[Photo-based referring expression data]
________

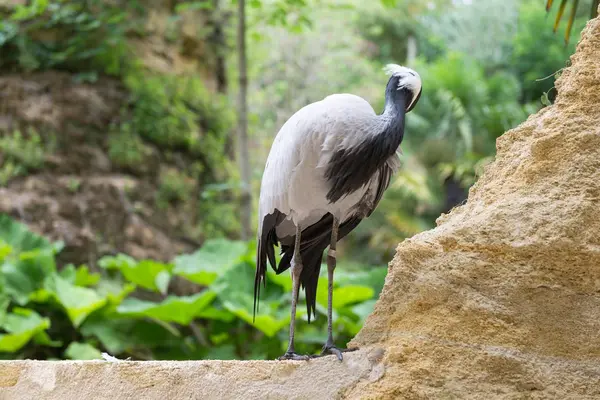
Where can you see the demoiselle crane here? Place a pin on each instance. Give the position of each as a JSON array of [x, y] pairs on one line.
[[327, 169]]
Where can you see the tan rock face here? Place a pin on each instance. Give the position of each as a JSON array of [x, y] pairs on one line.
[[504, 293], [501, 300]]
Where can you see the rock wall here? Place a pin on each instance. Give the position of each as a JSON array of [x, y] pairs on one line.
[[79, 195], [500, 301]]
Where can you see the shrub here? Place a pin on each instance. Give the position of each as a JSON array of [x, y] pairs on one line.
[[74, 312]]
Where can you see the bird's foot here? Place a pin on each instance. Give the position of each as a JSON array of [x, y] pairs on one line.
[[290, 355], [329, 348]]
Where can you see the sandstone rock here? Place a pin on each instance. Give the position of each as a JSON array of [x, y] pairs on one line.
[[500, 301]]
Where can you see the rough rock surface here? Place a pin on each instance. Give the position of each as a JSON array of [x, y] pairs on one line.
[[500, 301], [79, 197]]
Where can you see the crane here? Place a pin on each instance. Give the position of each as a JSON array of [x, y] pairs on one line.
[[327, 169]]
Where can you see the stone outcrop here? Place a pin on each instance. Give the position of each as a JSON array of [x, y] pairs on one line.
[[501, 300]]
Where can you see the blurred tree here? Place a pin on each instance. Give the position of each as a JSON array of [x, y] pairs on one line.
[[571, 21], [243, 152], [537, 55]]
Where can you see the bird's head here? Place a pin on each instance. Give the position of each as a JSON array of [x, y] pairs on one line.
[[407, 80]]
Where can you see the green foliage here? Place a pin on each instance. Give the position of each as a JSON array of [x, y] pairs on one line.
[[177, 112], [82, 36], [538, 53], [75, 313], [21, 154], [127, 149]]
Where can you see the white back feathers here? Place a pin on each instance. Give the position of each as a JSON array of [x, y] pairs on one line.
[[409, 79]]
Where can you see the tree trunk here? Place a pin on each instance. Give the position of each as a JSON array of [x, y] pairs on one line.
[[243, 155]]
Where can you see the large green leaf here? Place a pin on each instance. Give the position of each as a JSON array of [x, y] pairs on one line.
[[78, 302], [82, 351], [235, 291], [179, 309], [151, 275], [19, 237], [79, 276], [21, 325], [30, 260], [213, 259]]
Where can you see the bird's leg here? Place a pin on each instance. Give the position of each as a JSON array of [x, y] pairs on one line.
[[329, 347], [297, 266]]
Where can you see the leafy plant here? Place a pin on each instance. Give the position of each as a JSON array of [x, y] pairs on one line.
[[21, 154], [85, 36], [127, 310]]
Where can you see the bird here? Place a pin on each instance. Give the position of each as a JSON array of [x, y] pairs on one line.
[[326, 171]]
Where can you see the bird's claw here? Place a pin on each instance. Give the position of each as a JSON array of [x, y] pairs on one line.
[[331, 349], [293, 356]]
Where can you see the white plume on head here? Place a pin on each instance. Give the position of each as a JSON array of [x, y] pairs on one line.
[[409, 78]]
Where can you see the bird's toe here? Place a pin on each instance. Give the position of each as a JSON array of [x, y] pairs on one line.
[[331, 349]]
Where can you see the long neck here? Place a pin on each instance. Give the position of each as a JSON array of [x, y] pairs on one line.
[[391, 119], [351, 169]]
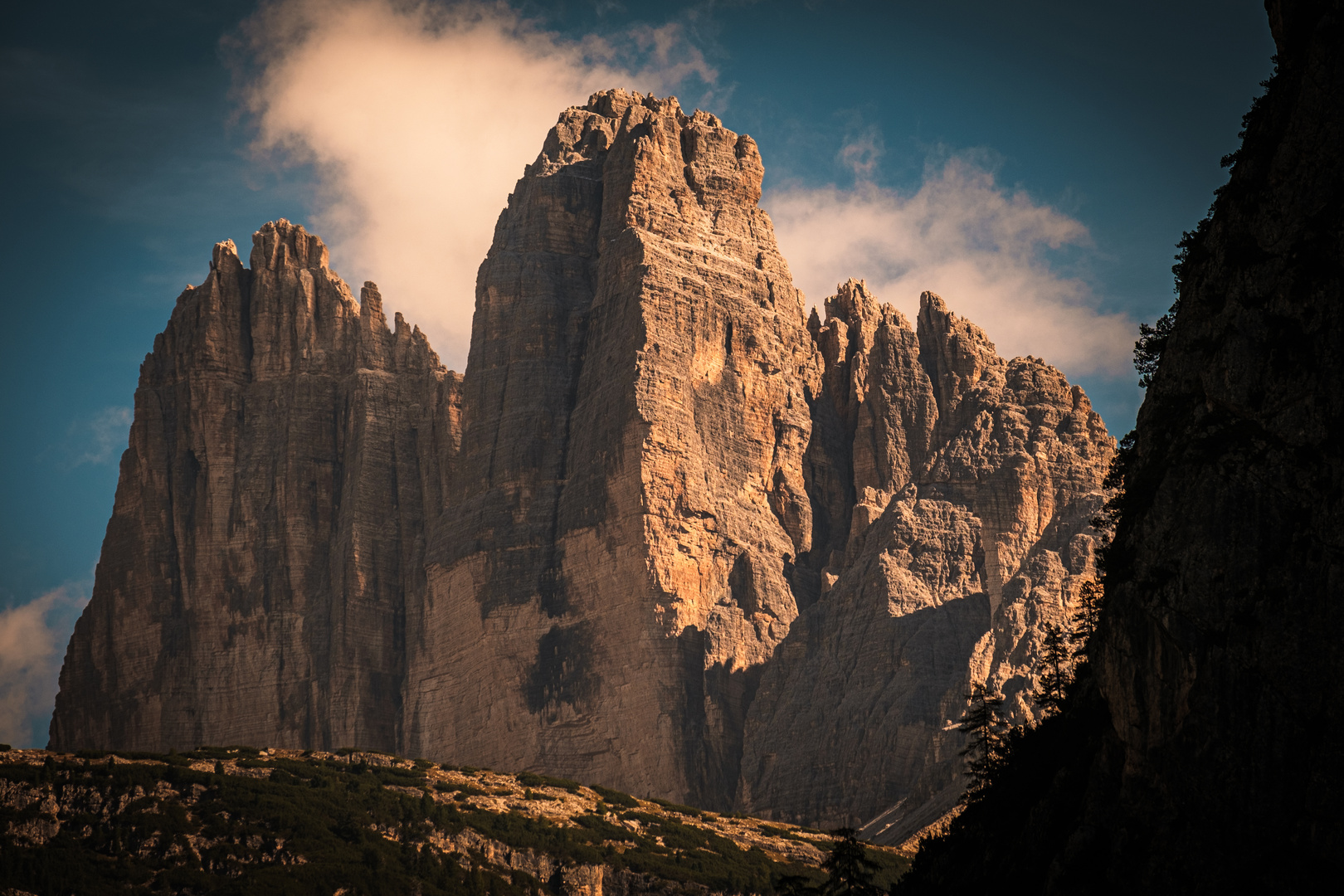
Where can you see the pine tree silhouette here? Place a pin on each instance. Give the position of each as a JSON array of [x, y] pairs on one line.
[[1090, 598], [1055, 672], [850, 868], [986, 746]]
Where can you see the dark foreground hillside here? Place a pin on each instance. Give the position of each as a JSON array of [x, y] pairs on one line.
[[242, 821], [1203, 750]]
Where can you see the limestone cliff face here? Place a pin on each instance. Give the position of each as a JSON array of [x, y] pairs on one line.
[[631, 490], [1220, 657], [1209, 715], [268, 529], [996, 473], [587, 555]]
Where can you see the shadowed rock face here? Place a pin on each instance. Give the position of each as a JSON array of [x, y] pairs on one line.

________

▶ Exercise goal
What's needed is a word-for-word copy of the lines from the one holding "Where can you see the limestone" through the final line of the data.

▶ Task output
Where can you see the limestone cliff face here? Place a pin on each instance. Give the position of each as a JSON array of [x, y] pairs on one line.
[[631, 490], [1220, 657], [1209, 715], [268, 529], [996, 473], [587, 555]]
Where can you see the shadowed rock face here? Place a pin on each instance. Give the position of each as a JSON array of [x, y] pairs on one line.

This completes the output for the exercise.